*** DATA RECORDS ***

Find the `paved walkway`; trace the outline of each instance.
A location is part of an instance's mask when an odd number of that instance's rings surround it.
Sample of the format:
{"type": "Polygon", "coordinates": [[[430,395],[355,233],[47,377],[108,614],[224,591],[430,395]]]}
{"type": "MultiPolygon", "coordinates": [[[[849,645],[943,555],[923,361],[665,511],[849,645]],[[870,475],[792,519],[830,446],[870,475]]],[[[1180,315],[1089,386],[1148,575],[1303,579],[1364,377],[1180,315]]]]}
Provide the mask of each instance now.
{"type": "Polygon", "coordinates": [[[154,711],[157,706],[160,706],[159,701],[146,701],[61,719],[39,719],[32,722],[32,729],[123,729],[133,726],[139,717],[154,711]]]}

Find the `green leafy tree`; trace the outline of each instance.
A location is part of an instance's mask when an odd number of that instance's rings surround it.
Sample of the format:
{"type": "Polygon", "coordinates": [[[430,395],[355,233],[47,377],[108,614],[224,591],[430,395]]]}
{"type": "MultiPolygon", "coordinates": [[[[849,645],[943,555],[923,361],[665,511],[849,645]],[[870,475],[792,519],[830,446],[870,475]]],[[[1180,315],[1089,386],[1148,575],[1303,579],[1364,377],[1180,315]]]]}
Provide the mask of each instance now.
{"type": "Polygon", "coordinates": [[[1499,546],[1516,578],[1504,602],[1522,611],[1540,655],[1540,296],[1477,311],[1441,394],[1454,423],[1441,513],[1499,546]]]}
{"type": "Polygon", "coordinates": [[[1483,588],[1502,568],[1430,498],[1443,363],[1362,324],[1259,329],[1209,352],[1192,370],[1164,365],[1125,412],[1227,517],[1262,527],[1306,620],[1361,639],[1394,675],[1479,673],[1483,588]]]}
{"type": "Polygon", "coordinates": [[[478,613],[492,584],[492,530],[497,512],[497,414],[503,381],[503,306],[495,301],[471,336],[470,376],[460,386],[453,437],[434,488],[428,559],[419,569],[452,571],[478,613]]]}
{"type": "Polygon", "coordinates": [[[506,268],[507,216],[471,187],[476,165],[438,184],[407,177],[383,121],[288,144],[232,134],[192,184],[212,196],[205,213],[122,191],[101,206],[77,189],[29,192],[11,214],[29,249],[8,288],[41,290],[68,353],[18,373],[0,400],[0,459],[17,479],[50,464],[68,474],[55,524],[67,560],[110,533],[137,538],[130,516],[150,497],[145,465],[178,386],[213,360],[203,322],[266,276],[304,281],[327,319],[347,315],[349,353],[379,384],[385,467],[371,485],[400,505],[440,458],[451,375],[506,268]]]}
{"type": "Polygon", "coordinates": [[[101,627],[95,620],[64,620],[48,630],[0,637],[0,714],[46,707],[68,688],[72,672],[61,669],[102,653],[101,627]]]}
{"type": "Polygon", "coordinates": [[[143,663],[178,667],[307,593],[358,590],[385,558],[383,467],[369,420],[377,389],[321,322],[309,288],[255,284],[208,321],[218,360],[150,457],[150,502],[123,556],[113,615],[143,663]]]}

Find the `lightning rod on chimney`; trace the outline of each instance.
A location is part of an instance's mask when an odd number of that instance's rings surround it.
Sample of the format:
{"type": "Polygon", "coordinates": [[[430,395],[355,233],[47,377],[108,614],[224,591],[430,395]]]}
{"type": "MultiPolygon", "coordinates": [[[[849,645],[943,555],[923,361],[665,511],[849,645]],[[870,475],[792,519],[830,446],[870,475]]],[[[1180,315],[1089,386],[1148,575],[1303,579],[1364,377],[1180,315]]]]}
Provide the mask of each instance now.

*** End of DATA RECORDS ***

(TASK REQUIREMENTS) Please reproduce each entry exactly as it appears.

(WORKED SOLUTION)
Find the `paved walkway`; trace the outline of each instance.
A location is part of an instance's mask when an odd number of that instance's rings surround it.
Sample of the format:
{"type": "Polygon", "coordinates": [[[430,395],[355,233],[47,377],[108,614],[224,591],[430,395]]]}
{"type": "MultiPolygon", "coordinates": [[[[849,645],[943,555],[923,361],[665,511],[849,645]],[[870,475],[792,519],[830,446],[870,475]]],[[[1180,315],[1089,386],[1148,575],[1303,579],[1364,377],[1180,315]]]]}
Provide the mask of each instance now.
{"type": "Polygon", "coordinates": [[[154,711],[157,706],[160,706],[159,701],[146,701],[61,719],[39,719],[32,722],[32,729],[123,729],[133,726],[139,717],[154,711]]]}

Find the `green leafy tree`; trace the outline of each instance.
A location is part of an instance's mask when an odd number of that instance's rings surround it.
Sample of the format:
{"type": "Polygon", "coordinates": [[[430,395],[355,233],[47,377],[108,614],[224,591],[430,395]]]}
{"type": "MultiPolygon", "coordinates": [[[[849,645],[943,555],[923,361],[665,511],[849,645]],[[870,475],[792,519],[830,446],[870,475]]],[[[1180,315],[1089,386],[1148,575],[1303,579],[1364,377],[1180,315]]]]}
Provide the mask of each instance now.
{"type": "Polygon", "coordinates": [[[1499,546],[1516,578],[1504,602],[1522,611],[1540,655],[1540,296],[1477,311],[1441,394],[1454,423],[1441,513],[1499,546]]]}
{"type": "Polygon", "coordinates": [[[1483,588],[1502,568],[1430,498],[1443,363],[1362,324],[1259,329],[1209,352],[1192,370],[1164,365],[1125,412],[1227,517],[1262,527],[1306,620],[1361,639],[1394,675],[1479,673],[1483,588]]]}
{"type": "Polygon", "coordinates": [[[478,613],[492,584],[492,530],[497,512],[497,414],[503,381],[503,306],[495,301],[471,336],[470,376],[460,386],[453,437],[434,488],[428,559],[419,569],[452,571],[478,613]]]}
{"type": "Polygon", "coordinates": [[[506,268],[507,216],[471,187],[476,165],[438,184],[407,177],[383,121],[288,144],[232,134],[192,184],[212,196],[205,213],[122,191],[101,206],[77,189],[29,192],[11,214],[29,249],[8,288],[41,290],[68,353],[18,373],[0,400],[0,459],[17,479],[50,464],[68,474],[55,524],[67,560],[110,533],[137,538],[130,516],[150,497],[145,465],[178,386],[213,360],[203,322],[266,276],[304,281],[327,319],[347,315],[349,353],[379,384],[385,467],[371,485],[400,505],[440,458],[451,375],[506,268]]]}
{"type": "Polygon", "coordinates": [[[101,627],[95,620],[64,620],[48,630],[0,637],[0,714],[46,707],[68,688],[72,672],[61,669],[102,653],[101,627]]]}
{"type": "Polygon", "coordinates": [[[143,663],[178,667],[307,593],[358,590],[385,558],[383,467],[369,420],[377,389],[321,322],[309,288],[255,284],[208,321],[218,360],[150,457],[150,502],[123,556],[113,615],[143,663]]]}

Find the `lightning rod on chimney`; trace the outline of each instance.
A location is part of an instance's mask when an odd number of that instance's rings surround it.
Sample of the format:
{"type": "Polygon", "coordinates": [[[430,395],[355,233],[47,377],[108,614],[224,591],[430,395]]]}
{"type": "MultiPolygon", "coordinates": [[[[849,645],[943,555],[923,361],[665,511],[849,645]],[[870,475],[792,519],[830,446],[870,475]]],[[[1180,315],[1089,386],[1148,575],[1303,579],[1364,377],[1180,315]]]]}
Provide the mask of each instance now.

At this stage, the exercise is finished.